Llanhilleth railway station () is a railway station on the Ebbw Valley Railway and serves the village of Llanhilleth, Wales.

History
The original Llanhilleth railway station was opened by the Great Western Railway on 1 October 1901, but it was closed on 30 April 1962 
The present station is situated slightly to the East of the old one and reopened on 27 April 2008, nearly three months after services between Cardiff Central and Ebbw Vale Parkway railway station commenced. Plans include hourly services to Newport.

The station at Llanhilleth is situated to the rear of properties on Commercial Road, and opposite Railway Street, near the former station location. Access to the station and car park is provided off Commercial Road. The station currently has a single platform to serve both directions. The Ebbw Vale line received upgrades since reopening, with the branch extended to Ebbw Vale Town, and with an additional station opened at Pye Corner.

Along with this, there are plans for an hourly train from Ebbw Vale to Newport; to accommodate the extra services, a passing loop and second platform will be built at Llanhilleth.
************
List every full calendar date that appears in the Llanhilleth station text, together with the event the text links to each.

Recorded data:
************
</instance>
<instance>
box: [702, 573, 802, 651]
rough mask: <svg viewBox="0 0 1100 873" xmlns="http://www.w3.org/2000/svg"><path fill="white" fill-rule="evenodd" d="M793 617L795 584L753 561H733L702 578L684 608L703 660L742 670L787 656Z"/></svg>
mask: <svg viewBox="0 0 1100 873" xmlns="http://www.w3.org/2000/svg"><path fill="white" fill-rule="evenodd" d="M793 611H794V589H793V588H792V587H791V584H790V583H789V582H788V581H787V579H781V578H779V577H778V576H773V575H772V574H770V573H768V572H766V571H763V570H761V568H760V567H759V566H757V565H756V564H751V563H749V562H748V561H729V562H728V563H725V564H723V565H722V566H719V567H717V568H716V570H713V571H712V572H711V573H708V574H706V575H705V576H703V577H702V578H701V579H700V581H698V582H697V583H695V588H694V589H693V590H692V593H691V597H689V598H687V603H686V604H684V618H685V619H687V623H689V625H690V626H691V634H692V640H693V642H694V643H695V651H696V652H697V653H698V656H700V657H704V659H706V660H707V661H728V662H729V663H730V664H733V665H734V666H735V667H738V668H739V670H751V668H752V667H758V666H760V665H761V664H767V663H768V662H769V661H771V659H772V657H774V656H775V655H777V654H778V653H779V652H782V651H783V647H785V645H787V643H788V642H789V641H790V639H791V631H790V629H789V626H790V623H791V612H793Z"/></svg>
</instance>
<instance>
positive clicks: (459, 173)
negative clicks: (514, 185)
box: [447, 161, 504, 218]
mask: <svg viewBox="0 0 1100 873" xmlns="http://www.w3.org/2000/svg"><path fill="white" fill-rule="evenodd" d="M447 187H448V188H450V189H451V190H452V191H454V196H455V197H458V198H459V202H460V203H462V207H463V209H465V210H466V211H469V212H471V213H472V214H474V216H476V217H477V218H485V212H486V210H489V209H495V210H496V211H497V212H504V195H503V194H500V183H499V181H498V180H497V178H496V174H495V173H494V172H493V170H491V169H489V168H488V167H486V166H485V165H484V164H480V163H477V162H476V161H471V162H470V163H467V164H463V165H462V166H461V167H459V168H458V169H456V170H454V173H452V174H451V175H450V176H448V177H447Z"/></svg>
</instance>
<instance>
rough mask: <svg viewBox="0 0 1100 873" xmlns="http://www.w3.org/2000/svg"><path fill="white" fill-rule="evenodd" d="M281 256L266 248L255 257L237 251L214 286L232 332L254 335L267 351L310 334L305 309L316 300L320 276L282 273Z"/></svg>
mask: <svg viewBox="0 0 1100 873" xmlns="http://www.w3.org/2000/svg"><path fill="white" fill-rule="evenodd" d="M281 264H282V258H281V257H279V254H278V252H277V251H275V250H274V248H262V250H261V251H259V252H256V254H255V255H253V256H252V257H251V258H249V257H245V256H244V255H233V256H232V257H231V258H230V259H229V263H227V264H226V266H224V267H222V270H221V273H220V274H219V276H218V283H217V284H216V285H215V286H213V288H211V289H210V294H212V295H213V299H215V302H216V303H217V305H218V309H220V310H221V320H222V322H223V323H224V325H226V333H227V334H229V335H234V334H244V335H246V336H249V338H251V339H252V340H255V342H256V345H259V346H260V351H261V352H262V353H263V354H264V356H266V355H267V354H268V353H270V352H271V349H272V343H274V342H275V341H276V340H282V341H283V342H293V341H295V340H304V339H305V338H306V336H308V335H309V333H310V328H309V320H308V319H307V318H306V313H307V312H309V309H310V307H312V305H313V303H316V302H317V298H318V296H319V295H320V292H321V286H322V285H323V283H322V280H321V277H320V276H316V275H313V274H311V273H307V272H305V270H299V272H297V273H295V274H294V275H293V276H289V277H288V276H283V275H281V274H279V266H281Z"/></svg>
************
# SOLUTION TO THIS EXERCISE:
- 1 October 1901: the Great Western Railway opened the original Llanhilleth railway station.
- 30 April 1962: the original station was closed.
- 27 April 2008: the present station reopened.